__WHAT THIS TASK INVOLVES__
Because the listing below is to be kept intact, restate all of it word for word.

___ SUPPLIED MATERIAL ___

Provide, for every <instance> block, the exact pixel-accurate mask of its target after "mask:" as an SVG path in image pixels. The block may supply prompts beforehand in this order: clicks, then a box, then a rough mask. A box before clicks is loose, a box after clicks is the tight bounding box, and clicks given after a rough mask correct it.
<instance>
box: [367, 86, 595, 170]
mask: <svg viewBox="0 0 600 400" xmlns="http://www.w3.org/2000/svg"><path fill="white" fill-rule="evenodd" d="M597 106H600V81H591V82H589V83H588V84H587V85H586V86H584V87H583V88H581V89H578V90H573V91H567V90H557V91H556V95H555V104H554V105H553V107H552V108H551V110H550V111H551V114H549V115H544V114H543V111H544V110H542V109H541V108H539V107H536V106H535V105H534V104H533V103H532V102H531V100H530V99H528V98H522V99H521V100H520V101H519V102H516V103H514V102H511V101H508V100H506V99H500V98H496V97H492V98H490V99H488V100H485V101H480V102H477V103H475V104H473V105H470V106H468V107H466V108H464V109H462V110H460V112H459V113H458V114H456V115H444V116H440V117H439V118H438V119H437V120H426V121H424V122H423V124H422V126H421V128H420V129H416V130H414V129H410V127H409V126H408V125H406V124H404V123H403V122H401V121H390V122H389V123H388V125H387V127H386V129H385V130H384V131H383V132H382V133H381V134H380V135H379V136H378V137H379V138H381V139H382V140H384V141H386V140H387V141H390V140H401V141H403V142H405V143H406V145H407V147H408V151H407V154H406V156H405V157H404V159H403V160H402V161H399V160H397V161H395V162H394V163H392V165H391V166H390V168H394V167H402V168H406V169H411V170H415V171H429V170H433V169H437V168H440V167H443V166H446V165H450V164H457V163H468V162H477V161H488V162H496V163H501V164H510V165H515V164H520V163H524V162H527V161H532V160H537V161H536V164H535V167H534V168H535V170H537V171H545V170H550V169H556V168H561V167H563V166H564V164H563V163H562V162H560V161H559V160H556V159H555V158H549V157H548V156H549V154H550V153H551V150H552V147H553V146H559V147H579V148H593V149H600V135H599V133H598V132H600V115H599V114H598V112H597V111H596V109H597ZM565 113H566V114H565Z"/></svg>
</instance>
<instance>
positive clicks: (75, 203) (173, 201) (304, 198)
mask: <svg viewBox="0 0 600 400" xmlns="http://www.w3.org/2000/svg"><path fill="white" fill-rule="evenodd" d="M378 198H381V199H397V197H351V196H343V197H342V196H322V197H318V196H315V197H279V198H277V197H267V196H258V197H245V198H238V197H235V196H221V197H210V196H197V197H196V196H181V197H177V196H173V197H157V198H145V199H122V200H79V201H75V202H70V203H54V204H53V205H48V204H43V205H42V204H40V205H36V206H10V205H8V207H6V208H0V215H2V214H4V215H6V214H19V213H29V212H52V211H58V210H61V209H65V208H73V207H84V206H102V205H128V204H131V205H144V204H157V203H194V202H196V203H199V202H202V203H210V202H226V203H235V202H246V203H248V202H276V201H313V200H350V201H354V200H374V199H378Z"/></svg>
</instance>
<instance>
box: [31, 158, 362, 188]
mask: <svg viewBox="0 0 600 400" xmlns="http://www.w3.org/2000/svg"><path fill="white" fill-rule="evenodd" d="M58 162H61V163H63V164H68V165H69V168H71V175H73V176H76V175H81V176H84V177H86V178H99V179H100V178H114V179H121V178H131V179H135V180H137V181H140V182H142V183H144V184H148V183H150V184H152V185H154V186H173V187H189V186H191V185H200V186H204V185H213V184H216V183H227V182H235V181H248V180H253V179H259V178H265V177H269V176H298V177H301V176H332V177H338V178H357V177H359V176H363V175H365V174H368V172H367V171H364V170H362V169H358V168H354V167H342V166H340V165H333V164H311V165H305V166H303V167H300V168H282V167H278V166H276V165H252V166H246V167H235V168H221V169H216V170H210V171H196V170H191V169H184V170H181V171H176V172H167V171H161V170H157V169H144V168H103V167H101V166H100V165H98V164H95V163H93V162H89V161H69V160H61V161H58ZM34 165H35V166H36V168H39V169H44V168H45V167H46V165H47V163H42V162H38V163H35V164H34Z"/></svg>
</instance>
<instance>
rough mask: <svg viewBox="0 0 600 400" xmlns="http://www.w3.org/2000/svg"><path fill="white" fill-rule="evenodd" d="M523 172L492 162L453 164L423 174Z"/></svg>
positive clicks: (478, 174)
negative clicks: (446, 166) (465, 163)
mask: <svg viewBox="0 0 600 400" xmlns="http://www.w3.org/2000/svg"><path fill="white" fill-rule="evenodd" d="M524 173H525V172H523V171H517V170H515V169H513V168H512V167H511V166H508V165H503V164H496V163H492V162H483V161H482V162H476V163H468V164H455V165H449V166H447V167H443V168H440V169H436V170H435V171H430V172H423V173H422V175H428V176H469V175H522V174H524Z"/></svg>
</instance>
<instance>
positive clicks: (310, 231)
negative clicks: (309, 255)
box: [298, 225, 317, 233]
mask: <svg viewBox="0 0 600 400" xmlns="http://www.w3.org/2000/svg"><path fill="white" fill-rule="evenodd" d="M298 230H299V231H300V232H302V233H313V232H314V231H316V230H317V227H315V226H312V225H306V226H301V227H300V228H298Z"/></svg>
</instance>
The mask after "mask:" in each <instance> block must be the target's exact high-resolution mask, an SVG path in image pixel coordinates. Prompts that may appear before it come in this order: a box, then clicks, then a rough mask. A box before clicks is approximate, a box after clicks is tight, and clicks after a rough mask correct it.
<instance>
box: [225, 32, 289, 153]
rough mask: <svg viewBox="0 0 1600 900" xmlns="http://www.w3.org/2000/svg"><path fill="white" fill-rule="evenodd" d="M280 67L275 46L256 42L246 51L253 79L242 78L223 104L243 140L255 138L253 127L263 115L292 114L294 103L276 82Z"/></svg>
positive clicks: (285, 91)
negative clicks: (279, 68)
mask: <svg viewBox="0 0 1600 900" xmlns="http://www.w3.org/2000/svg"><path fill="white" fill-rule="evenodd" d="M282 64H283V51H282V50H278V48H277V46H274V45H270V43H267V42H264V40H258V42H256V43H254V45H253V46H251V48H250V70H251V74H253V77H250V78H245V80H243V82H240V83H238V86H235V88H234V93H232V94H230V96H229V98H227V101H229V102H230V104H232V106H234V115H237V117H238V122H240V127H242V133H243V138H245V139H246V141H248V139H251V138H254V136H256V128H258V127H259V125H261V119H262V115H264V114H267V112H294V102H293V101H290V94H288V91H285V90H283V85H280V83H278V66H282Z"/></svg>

___

__RESULT OF THE EXERCISE__
Provide, for every <instance> block, the exact pixel-accurate mask of its target after "mask:" as an SVG path in image pixels. The block may supply prompts beforehand in this order: clicks, then a box, then a rough mask. A box before clicks is loose, a box after clicks is the tight bounding box, and clicks given after a rough mask correct it.
<instance>
box: [367, 86, 595, 170]
mask: <svg viewBox="0 0 600 400" xmlns="http://www.w3.org/2000/svg"><path fill="white" fill-rule="evenodd" d="M597 106H600V81H591V82H589V83H588V84H587V85H586V86H584V87H583V88H581V89H578V90H573V91H567V90H557V91H556V95H555V104H554V105H553V107H552V108H551V110H550V111H551V114H549V115H544V114H543V111H544V110H542V109H541V108H539V107H536V106H535V105H534V104H533V103H532V102H531V100H530V99H528V98H522V99H521V100H520V101H519V102H516V103H514V102H511V101H508V100H506V99H500V98H496V97H492V98H490V99H488V100H485V101H480V102H477V103H475V104H473V105H470V106H468V107H466V108H464V109H462V110H460V112H459V113H458V114H456V115H444V116H440V117H439V118H438V119H437V120H426V121H424V122H423V124H422V126H421V128H420V129H416V130H414V129H410V127H409V126H408V125H406V124H404V123H403V122H401V121H390V122H389V123H388V125H387V127H386V129H385V130H384V131H383V132H382V133H381V134H380V135H379V136H378V137H379V138H381V139H382V140H384V141H386V140H387V141H390V140H401V141H403V142H405V143H406V145H407V147H408V151H407V154H406V156H405V157H404V159H403V160H402V161H399V160H397V161H395V162H394V163H392V165H391V166H390V168H394V167H402V168H406V169H411V170H415V171H429V170H433V169H437V168H440V167H443V166H446V165H450V164H457V163H468V162H477V161H488V162H496V163H501V164H510V165H515V164H520V163H524V162H527V161H532V160H537V161H536V164H535V167H534V168H535V170H537V171H545V170H550V169H556V168H561V167H563V166H564V164H563V163H562V162H560V161H559V160H556V159H555V158H549V157H548V156H549V154H550V153H551V150H552V147H553V146H559V147H579V148H593V149H600V135H599V133H598V132H600V115H599V114H598V112H597V111H596V109H597ZM565 113H566V114H565Z"/></svg>
</instance>
<instance>
positive clicks: (75, 203) (173, 201) (304, 198)
mask: <svg viewBox="0 0 600 400" xmlns="http://www.w3.org/2000/svg"><path fill="white" fill-rule="evenodd" d="M378 198H381V199H397V197H351V196H343V197H342V196H322V197H318V196H315V197H279V198H277V197H267V196H258V197H245V198H238V197H235V196H221V197H210V196H197V197H196V196H181V197H177V196H173V197H157V198H145V199H122V200H79V201H75V202H70V203H54V204H53V205H48V204H43V205H42V204H40V205H36V206H10V205H8V207H6V208H0V215H2V214H4V215H6V214H19V213H29V212H52V211H58V210H61V209H65V208H73V207H84V206H102V205H128V204H131V205H144V204H157V203H194V202H196V203H199V202H202V203H210V202H226V203H235V202H246V203H248V202H276V201H313V200H350V201H354V200H374V199H378Z"/></svg>
</instance>
<instance>
box: [31, 158, 362, 188]
mask: <svg viewBox="0 0 600 400" xmlns="http://www.w3.org/2000/svg"><path fill="white" fill-rule="evenodd" d="M58 162H61V163H63V164H68V165H69V168H71V175H73V176H76V175H81V176H84V177H86V178H99V179H100V178H114V179H121V178H131V179H135V180H137V181H140V182H142V183H144V184H148V183H150V184H152V185H154V186H173V187H189V186H191V185H200V186H204V185H213V184H216V183H227V182H235V181H248V180H253V179H259V178H265V177H269V176H298V177H301V176H332V177H338V178H357V177H359V176H363V175H365V174H368V172H367V171H364V170H362V169H358V168H354V167H342V166H340V165H333V164H311V165H305V166H303V167H300V168H282V167H278V166H276V165H252V166H246V167H235V168H221V169H216V170H210V171H196V170H191V169H184V170H181V171H176V172H167V171H161V170H157V169H144V168H103V167H101V166H100V165H98V164H95V163H93V162H89V161H69V160H61V161H58ZM34 165H35V166H36V168H39V169H44V168H45V167H46V165H47V163H42V162H38V163H35V164H34Z"/></svg>
</instance>
<instance>
rough mask: <svg viewBox="0 0 600 400" xmlns="http://www.w3.org/2000/svg"><path fill="white" fill-rule="evenodd" d="M523 172L492 162L453 164L423 174Z"/></svg>
positive clicks: (478, 174)
negative clicks: (446, 166) (465, 163)
mask: <svg viewBox="0 0 600 400" xmlns="http://www.w3.org/2000/svg"><path fill="white" fill-rule="evenodd" d="M524 173H525V172H523V171H517V170H515V169H513V168H512V167H511V166H508V165H503V164H496V163H492V162H483V161H482V162H476V163H468V164H455V165H449V166H447V167H443V168H440V169H436V170H435V171H430V172H423V173H422V175H428V176H469V175H522V174H524Z"/></svg>
</instance>
<instance>
positive clicks: (310, 231)
negative clicks: (309, 255)
box: [298, 225, 317, 233]
mask: <svg viewBox="0 0 600 400" xmlns="http://www.w3.org/2000/svg"><path fill="white" fill-rule="evenodd" d="M298 230H299V231H300V232H302V233H313V232H314V231H316V230H317V227H315V226H312V225H306V226H301V227H300V228H298Z"/></svg>
</instance>
The mask after "mask:" in each <instance> block must be the target's exact high-resolution mask, an SVG path in image pixel coordinates. Prompts that may appear before it come in this order: a box, then clicks, then a rough mask. A box before clicks is approximate, a box after clicks is tight, and clicks after a rough mask correct it.
<instance>
box: [225, 32, 289, 153]
rough mask: <svg viewBox="0 0 1600 900" xmlns="http://www.w3.org/2000/svg"><path fill="white" fill-rule="evenodd" d="M280 67L275 46L256 42L246 51L253 79L242 78L223 104L243 140L255 138L253 127L263 115L292 114L294 103L276 82Z"/></svg>
positive clicks: (285, 91)
negative clicks: (279, 68)
mask: <svg viewBox="0 0 1600 900" xmlns="http://www.w3.org/2000/svg"><path fill="white" fill-rule="evenodd" d="M282 64H283V51H282V50H278V48H277V46H274V45H270V43H267V42H264V40H258V42H256V43H254V45H253V46H251V48H250V70H251V74H253V77H250V78H245V80H243V82H240V83H238V86H235V88H234V93H232V94H230V96H229V98H227V101H229V102H230V104H232V106H234V115H237V117H238V122H240V127H242V133H243V138H245V139H246V141H248V139H251V138H254V136H256V128H258V127H259V125H261V119H262V115H264V114H267V112H294V102H293V101H290V94H288V91H285V90H283V85H280V83H278V66H282Z"/></svg>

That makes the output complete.